**YOUR GOAL**: Repeat word for word the line with "Reviewer note: every instance of the gradient" and every line after it until the records below run out.

(Point-per-instance localization data)
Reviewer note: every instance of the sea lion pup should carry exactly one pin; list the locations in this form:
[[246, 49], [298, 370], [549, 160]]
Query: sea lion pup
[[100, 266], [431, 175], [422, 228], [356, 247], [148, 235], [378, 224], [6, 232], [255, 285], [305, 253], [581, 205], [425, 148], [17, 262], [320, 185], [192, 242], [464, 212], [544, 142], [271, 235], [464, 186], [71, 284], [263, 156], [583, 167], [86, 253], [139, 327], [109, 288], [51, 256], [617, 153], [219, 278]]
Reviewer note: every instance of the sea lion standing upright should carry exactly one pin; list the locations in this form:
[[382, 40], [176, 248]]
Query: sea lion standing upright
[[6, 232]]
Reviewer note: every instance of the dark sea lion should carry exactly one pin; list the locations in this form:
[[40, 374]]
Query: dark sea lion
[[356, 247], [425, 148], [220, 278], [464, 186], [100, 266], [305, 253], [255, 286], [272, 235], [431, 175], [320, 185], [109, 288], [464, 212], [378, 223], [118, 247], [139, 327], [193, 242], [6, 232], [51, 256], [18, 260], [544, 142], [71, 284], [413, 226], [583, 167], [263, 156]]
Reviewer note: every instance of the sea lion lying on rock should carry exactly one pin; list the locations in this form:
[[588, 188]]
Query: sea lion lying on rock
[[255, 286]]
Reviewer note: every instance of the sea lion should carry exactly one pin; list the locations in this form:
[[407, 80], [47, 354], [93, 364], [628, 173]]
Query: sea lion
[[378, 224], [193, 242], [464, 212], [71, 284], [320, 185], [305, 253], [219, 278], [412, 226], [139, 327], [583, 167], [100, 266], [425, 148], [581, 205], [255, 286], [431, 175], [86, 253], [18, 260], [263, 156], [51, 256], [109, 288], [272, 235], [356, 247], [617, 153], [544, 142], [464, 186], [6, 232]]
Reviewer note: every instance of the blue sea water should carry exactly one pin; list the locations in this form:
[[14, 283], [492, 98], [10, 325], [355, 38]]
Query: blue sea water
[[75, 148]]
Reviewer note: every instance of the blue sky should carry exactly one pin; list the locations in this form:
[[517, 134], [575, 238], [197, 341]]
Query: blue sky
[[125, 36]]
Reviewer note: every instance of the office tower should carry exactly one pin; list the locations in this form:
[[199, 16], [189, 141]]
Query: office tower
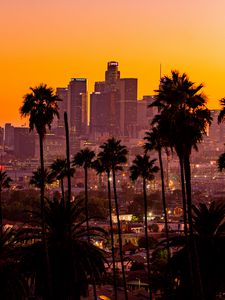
[[112, 75], [99, 113], [145, 114], [216, 132], [100, 86], [127, 106], [24, 143], [62, 93], [1, 136], [77, 105], [9, 135]]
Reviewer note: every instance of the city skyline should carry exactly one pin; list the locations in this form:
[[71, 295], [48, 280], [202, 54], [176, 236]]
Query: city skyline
[[54, 42]]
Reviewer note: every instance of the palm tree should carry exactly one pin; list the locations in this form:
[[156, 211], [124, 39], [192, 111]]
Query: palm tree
[[182, 104], [155, 142], [102, 165], [221, 115], [40, 105], [221, 162], [13, 284], [37, 178], [71, 272], [84, 158], [116, 156], [4, 184], [209, 233], [59, 171], [145, 168]]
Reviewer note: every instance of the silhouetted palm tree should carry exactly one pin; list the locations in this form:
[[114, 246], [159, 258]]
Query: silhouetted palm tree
[[155, 142], [84, 158], [4, 184], [221, 162], [221, 115], [209, 233], [40, 105], [13, 284], [145, 168], [183, 104], [116, 155], [59, 171], [102, 165], [71, 272]]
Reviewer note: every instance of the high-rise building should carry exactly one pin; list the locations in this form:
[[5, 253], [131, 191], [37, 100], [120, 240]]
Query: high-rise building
[[77, 105], [1, 136], [128, 106], [99, 113], [62, 93], [112, 75], [24, 143], [145, 114], [9, 135]]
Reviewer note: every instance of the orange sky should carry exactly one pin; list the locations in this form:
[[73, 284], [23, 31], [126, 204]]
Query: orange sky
[[51, 41]]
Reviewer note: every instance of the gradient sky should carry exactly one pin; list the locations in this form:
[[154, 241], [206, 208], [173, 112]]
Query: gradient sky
[[51, 41]]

**SOLUTION TO THIS TASK**:
Reviewer note: every instance of the gradient sky should carry exactly one pin; list the locations in this form:
[[154, 241], [206, 208], [173, 112]]
Query: gradient sky
[[51, 41]]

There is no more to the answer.